= Requirements =
Reproduce every line of the entries below verbatim, including each instruction and each coordinate pair. Omit the images.

[BEGIN The data]

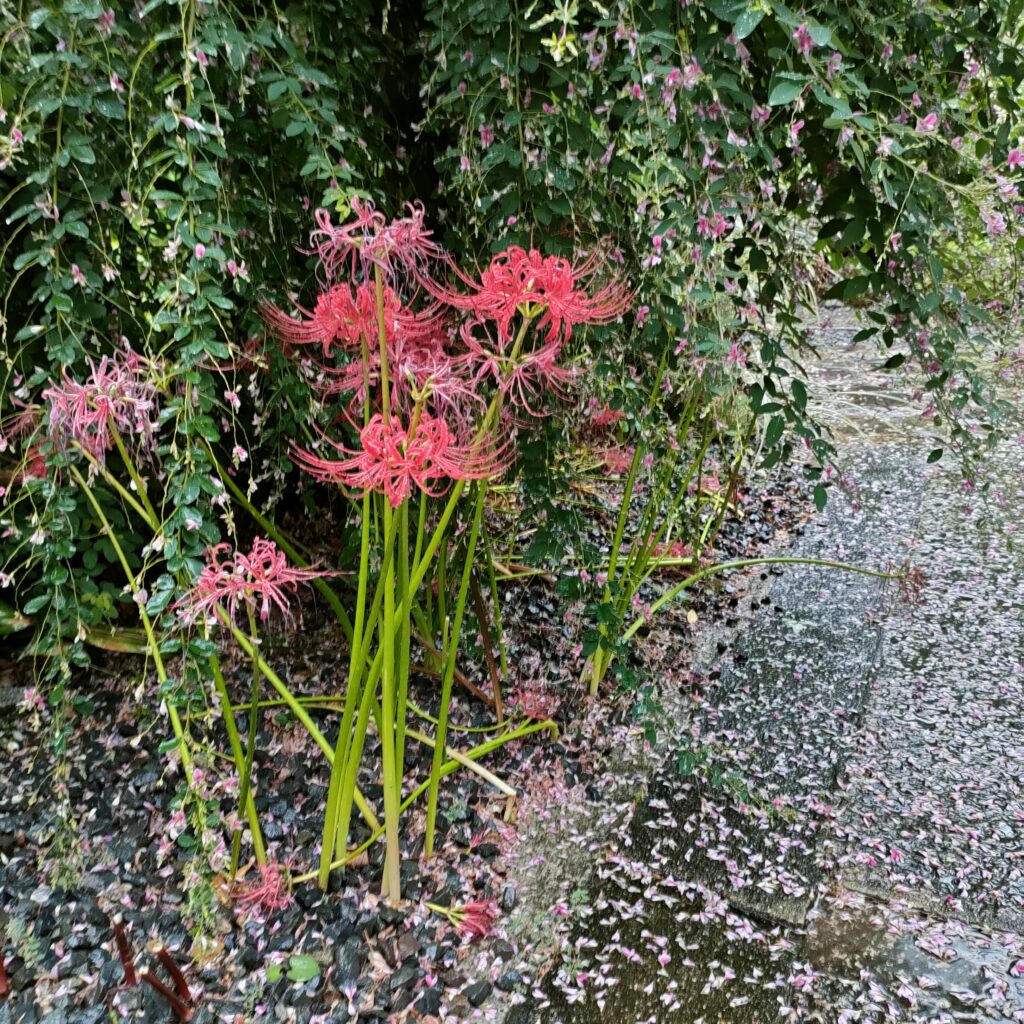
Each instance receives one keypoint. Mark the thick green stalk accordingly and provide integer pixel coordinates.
(151, 635)
(446, 769)
(134, 474)
(247, 768)
(671, 595)
(404, 641)
(285, 544)
(493, 582)
(451, 654)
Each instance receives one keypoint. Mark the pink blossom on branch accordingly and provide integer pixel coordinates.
(395, 459)
(547, 286)
(524, 378)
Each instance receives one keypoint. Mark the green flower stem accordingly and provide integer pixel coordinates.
(493, 583)
(285, 544)
(351, 697)
(158, 659)
(742, 563)
(351, 767)
(345, 771)
(404, 642)
(300, 713)
(133, 473)
(451, 654)
(247, 773)
(453, 755)
(236, 743)
(382, 341)
(446, 769)
(441, 601)
(391, 887)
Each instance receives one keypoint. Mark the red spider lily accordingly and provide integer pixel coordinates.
(421, 369)
(370, 240)
(268, 892)
(518, 281)
(261, 578)
(474, 920)
(524, 380)
(343, 314)
(394, 459)
(116, 392)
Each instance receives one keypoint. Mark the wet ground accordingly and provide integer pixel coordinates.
(848, 844)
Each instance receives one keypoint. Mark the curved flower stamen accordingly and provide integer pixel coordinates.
(262, 579)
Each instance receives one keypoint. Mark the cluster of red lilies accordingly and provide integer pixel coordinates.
(397, 318)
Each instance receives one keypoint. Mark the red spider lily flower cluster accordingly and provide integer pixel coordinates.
(262, 579)
(394, 459)
(344, 314)
(268, 892)
(116, 395)
(517, 280)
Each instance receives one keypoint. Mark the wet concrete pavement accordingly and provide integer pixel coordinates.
(851, 845)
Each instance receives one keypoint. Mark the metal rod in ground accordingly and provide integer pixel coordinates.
(182, 1012)
(124, 951)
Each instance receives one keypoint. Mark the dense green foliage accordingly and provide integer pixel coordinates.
(731, 161)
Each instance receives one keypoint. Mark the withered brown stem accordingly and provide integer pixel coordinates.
(171, 966)
(124, 951)
(182, 1012)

[END The data]

= Answer below =
Each instance receives one keypoint. Mark the thick green stalk accordingly and provide integer pixel coordinates.
(151, 635)
(446, 769)
(134, 474)
(247, 768)
(671, 595)
(404, 641)
(285, 544)
(493, 582)
(451, 654)
Each instance receives one keypoint. Mark the pink blossom on branch accordingly and provide integer pixel coordinates.
(395, 459)
(547, 286)
(524, 378)
Each instance receives one keypoint. Mark the green flower stem accordingly and provide integer pixel coordinates.
(493, 583)
(285, 544)
(351, 697)
(158, 659)
(742, 563)
(351, 767)
(345, 771)
(404, 642)
(300, 713)
(133, 473)
(451, 654)
(247, 773)
(453, 755)
(236, 743)
(382, 341)
(446, 769)
(441, 601)
(391, 887)
Each instance receives one keypoint. Mark the red spider lily accordingly and provide integer pixel coordinates.
(421, 369)
(370, 240)
(268, 892)
(518, 281)
(261, 578)
(474, 920)
(524, 380)
(343, 314)
(394, 459)
(116, 392)
Each instance receives one keypoint. Mark the wet ground accordingly and provide integer pixel coordinates.
(848, 844)
Each instance receives one keypoint. Mark the curved flower stamen accordingly and provide integer pixel coordinates.
(262, 579)
Each instance receives one keypoint. Mark the cluster of red lilies accordingly and provide integer pixel coordinates.
(397, 318)
Each instance receives one keypoint. Mark the red spider lily flower cluster accordingly and provide integer pixel coordinates.
(262, 579)
(394, 459)
(344, 314)
(268, 892)
(116, 395)
(517, 280)
Each instance receives one keypoint. Mark the wet concrete pavement accordingly and provide integer pixel coordinates.
(851, 845)
Each instance receives one keypoint. Mark the metal rod in ground accordingly and provide integer pixel coordinates.
(182, 1012)
(124, 951)
Each instance receives one keypoint. Mark the dense green foliage accordingly and provide integer pixel coordinates.
(731, 161)
Each instance receives one keypoint. Mark the withered brown stem accordingly and provide integer pixel coordinates.
(171, 966)
(124, 951)
(182, 1012)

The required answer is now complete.